[Records for processing]

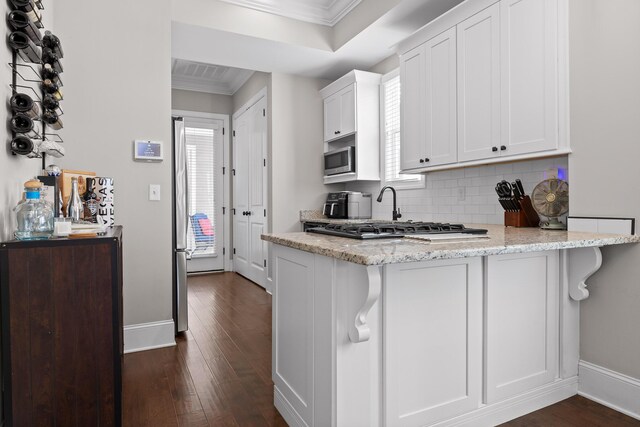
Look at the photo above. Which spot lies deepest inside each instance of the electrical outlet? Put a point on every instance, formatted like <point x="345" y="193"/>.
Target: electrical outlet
<point x="462" y="194"/>
<point x="154" y="192"/>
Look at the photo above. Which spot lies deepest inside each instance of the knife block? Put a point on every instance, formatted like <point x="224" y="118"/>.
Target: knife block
<point x="525" y="217"/>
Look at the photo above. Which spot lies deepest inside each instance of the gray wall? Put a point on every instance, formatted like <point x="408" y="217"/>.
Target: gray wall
<point x="297" y="148"/>
<point x="201" y="102"/>
<point x="605" y="126"/>
<point x="256" y="82"/>
<point x="117" y="75"/>
<point x="386" y="65"/>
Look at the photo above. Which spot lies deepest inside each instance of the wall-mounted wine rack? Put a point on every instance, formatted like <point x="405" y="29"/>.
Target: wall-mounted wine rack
<point x="35" y="110"/>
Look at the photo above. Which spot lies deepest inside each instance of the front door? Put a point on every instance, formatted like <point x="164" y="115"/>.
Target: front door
<point x="205" y="236"/>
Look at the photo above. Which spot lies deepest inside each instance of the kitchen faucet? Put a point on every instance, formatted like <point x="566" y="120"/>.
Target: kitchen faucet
<point x="396" y="211"/>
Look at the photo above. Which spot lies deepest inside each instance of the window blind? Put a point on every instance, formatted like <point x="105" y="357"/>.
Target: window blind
<point x="391" y="133"/>
<point x="200" y="167"/>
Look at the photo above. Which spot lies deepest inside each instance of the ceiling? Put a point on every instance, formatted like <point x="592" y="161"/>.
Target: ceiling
<point x="201" y="77"/>
<point x="323" y="12"/>
<point x="366" y="48"/>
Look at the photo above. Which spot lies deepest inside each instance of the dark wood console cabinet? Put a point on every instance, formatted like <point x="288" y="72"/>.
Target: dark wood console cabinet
<point x="62" y="341"/>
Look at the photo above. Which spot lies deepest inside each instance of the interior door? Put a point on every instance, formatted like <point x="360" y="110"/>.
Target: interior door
<point x="257" y="194"/>
<point x="204" y="152"/>
<point x="249" y="157"/>
<point x="241" y="138"/>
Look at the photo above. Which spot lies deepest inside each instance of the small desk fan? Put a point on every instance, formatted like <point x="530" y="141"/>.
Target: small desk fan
<point x="550" y="198"/>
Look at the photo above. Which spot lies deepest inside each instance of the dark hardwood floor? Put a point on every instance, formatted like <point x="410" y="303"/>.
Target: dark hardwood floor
<point x="219" y="374"/>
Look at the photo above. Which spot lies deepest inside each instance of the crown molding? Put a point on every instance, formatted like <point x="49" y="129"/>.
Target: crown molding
<point x="327" y="15"/>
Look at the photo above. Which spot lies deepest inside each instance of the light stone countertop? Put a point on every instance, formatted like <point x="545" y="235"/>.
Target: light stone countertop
<point x="502" y="240"/>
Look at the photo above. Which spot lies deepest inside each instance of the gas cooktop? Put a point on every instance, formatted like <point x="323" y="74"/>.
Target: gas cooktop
<point x="377" y="230"/>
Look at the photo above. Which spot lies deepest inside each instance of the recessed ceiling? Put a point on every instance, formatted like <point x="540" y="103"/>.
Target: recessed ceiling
<point x="323" y="12"/>
<point x="200" y="77"/>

[Work to be completed] Set down all of the material above exactly as written, leaving the pictures out.

[Answer below]
Look at the photo above. Which spot lies deepest inside each instance of the electrical outlet? Put a point on every instance, formatted like <point x="345" y="193"/>.
Target: electrical outlet
<point x="462" y="194"/>
<point x="154" y="192"/>
Look at the photo above. Which spot lies deepest inside each instance of the knife block? Put a point on every instance, formatted like <point x="224" y="118"/>.
Target: knife block
<point x="525" y="217"/>
Look at the photo above. Which spot lies deepest inside each instance of the gray wall? Put a point on every instance, formatted like <point x="408" y="217"/>.
Target: gray wall
<point x="297" y="148"/>
<point x="201" y="102"/>
<point x="605" y="126"/>
<point x="256" y="82"/>
<point x="117" y="75"/>
<point x="386" y="65"/>
Look at the photo above. Which spot lies deepest inside each instance of the wall-mounted wine rack? Put a point on every instance, formatted like <point x="405" y="29"/>.
Target: wall-mounted wine rack
<point x="35" y="110"/>
Look at the photo above. Which spot lies deepest inside each instance of the front door? Put a point on every instance, formatted like <point x="164" y="115"/>.
Target: front door
<point x="205" y="236"/>
Look at the photo above. Which spot lies deepest inside each instance of the kitchen faucet? Put a point on every instance, formatted like <point x="566" y="120"/>.
Target: kitchen faucet
<point x="396" y="211"/>
Look at the photo above. Which spot lies deepest inside each instance of the window blind? Put a point on every instance, formatted like <point x="105" y="357"/>.
Target: window blind
<point x="391" y="133"/>
<point x="200" y="167"/>
Look at the photo above. Which spot lies deepest inside each instance of the ceiling? Put a point on every instance, formatted like <point x="592" y="161"/>.
Target: ceiling
<point x="201" y="77"/>
<point x="323" y="12"/>
<point x="366" y="48"/>
Look at the photo above. Which spot lies deepest inside each instance of the dark wood console cabinet? Put a point on every instance, formatted like <point x="288" y="72"/>.
Target: dark wood console cabinet
<point x="62" y="341"/>
Look at the photo above. Which spot lies deepest inside each instance of the interior door? Put a point on every instance, formatted like <point x="360" y="110"/>.
Target: interior door
<point x="257" y="194"/>
<point x="204" y="152"/>
<point x="249" y="157"/>
<point x="241" y="138"/>
Look at the photo above. Which spot lies deepest inside each instance of the small desk fan? Put a point on every instance, formatted like <point x="530" y="141"/>.
Target: small desk fan
<point x="550" y="198"/>
Look at the photo above. Which spot lies deepest inside each instance of the dark hardwood floor? Put a point on every instance, formatted like <point x="410" y="303"/>.
Target: dark hardwood floor
<point x="219" y="374"/>
Look at the photo above. Which spot lies deepest inside each instance of the crown molding? Put a point on every instance, formatted like <point x="49" y="129"/>.
Target: crown molding
<point x="327" y="15"/>
Look at the photo above. Which spot lies deepest inside each instance of the light stone countertop? Put a point on every instance, formatted like <point x="545" y="235"/>.
Target: light stone countertop
<point x="502" y="240"/>
Look at the photo above. Which spot lies deepest inside each instance of the gas cooktop? Put a point on every instance, formatted like <point x="323" y="74"/>.
Target: gas cooktop
<point x="377" y="230"/>
Look at the photo above. Which spot lies deepest inside each instance of the recessed ceiling? Put a point on every instance, formatted like <point x="540" y="103"/>.
Target: recessed ceiling
<point x="323" y="12"/>
<point x="200" y="77"/>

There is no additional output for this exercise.